Written problem 1:
Starting at the first line of the listing and stopping after the line that contains "49 46 68 64", write out every line again, shifting each bounding-box coordinate in the answers by adding 121 and leaving all other text unchanged. Leave the pictures out.

In addition, in the embodiment, the first wavelength conversion element 130 and the second wavelength conversion element 140 are disposed approximately at a focus of the reflective cover 150b. In the embodiment, the reflective cover 150b is, for example, an ellipsoid reflective cover. However, in other embodiments, the reflective cover 150b may also be a paraboloid reflective cover, a free-form surface reflective cover or a reflective cover having other suitable shapes.

FIG. 4 is a schematic view illustrating a structure of an illumination apparatus according to another embodiment of the invention. Please refer to FIG. 4. In the embodiment, an illumination apparatus 100c is similar to the illumination apparatus of FIG. 1A; the main differences are described below. In the illumination apparatus 100c of the embodiment, the reflective cover 150c has an opening 156c, and the exciting beam 112 from the exciting light source 110 is transmitted to the reflective switching element 120 via the opening 156c. In addition, in the embodiment, the reflective switching element 120, the first wavelength conversion element 130 and the second wavelength conversion element 140 are all disposed approximately at a focus of the reflective cover 150c. In the embodiment, the reflective cover 150c may be an ellipsoid reflective cover. However, in other embodiments, the reflective cover 150c may also be a paraboloid reflective cover, a free-form surface reflective cover or a reflective cover having other suitable shapes.

Source data:
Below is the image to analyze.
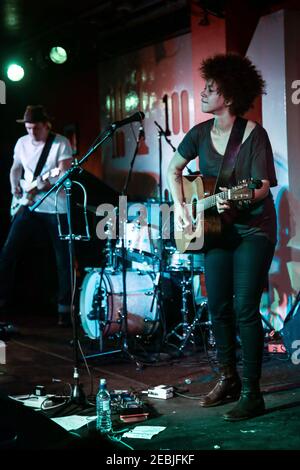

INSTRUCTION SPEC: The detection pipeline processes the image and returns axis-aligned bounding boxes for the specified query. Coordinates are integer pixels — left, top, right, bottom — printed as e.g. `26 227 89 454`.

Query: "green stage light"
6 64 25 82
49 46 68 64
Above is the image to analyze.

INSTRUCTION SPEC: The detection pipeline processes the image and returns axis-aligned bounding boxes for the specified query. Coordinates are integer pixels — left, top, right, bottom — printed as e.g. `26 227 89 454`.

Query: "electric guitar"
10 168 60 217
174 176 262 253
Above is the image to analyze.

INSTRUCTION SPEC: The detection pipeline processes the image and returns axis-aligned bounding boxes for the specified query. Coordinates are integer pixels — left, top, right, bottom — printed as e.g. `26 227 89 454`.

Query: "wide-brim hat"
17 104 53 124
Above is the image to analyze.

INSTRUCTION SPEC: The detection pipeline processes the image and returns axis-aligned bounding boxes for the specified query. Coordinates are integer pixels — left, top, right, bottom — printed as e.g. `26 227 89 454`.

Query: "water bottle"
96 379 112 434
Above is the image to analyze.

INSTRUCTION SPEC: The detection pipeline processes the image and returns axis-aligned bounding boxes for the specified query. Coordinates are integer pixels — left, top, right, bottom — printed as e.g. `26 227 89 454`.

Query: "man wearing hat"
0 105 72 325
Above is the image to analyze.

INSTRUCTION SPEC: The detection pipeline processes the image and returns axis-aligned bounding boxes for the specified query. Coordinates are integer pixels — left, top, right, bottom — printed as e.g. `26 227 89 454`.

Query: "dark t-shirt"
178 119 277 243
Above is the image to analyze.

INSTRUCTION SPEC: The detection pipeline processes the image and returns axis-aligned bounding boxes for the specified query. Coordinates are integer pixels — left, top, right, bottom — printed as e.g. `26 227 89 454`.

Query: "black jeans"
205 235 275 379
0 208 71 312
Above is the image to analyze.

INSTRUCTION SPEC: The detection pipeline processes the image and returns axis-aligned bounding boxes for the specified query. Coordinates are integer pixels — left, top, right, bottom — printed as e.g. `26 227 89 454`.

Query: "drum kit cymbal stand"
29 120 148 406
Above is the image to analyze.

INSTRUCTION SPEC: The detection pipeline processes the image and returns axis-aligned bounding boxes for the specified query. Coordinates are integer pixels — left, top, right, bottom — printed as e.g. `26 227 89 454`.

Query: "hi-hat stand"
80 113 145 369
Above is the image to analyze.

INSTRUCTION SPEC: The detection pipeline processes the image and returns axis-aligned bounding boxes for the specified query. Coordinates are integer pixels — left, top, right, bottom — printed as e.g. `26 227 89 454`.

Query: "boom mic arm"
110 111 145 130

Written problem 2:
Retype the full illumination apparatus passage above, word for word.

Expected answer 1:
Below is the image to analyze.

INSTRUCTION SPEC: The detection pipeline processes the image and returns axis-aligned bounding boxes for the specified query. Coordinates are integer pixels — left, top, right, bottom — printed as e.g. `26 227 89 454`.

Query: "green stage light"
127 185 146 203
170 167 189 185

Expected answer 2:
In addition, in the embodiment, the first wavelength conversion element 130 and the second wavelength conversion element 140 are disposed approximately at a focus of the reflective cover 150b. In the embodiment, the reflective cover 150b is, for example, an ellipsoid reflective cover. However, in other embodiments, the reflective cover 150b may also be a paraboloid reflective cover, a free-form surface reflective cover or a reflective cover having other suitable shapes.

FIG. 4 is a schematic view illustrating a structure of an illumination apparatus according to another embodiment of the invention. Please refer to FIG. 4. In the embodiment, an illumination apparatus 100c is similar to the illumination apparatus of FIG. 1A; the main differences are described below. In the illumination apparatus 100c of the embodiment, the reflective cover 150c has an opening 156c, and the exciting beam 112 from the exciting light source 110 is transmitted to the reflective switching element 120 via the opening 156c. In addition, in the embodiment, the reflective switching element 120, the first wavelength conversion element 130 and the second wavelength conversion element 140 are all disposed approximately at a focus of the reflective cover 150c. In the embodiment, the reflective cover 150c may be an ellipsoid reflective cover. However, in other embodiments, the reflective cover 150c may also be a paraboloid reflective cover, a free-form surface reflective cover or a reflective cover having other suitable shapes.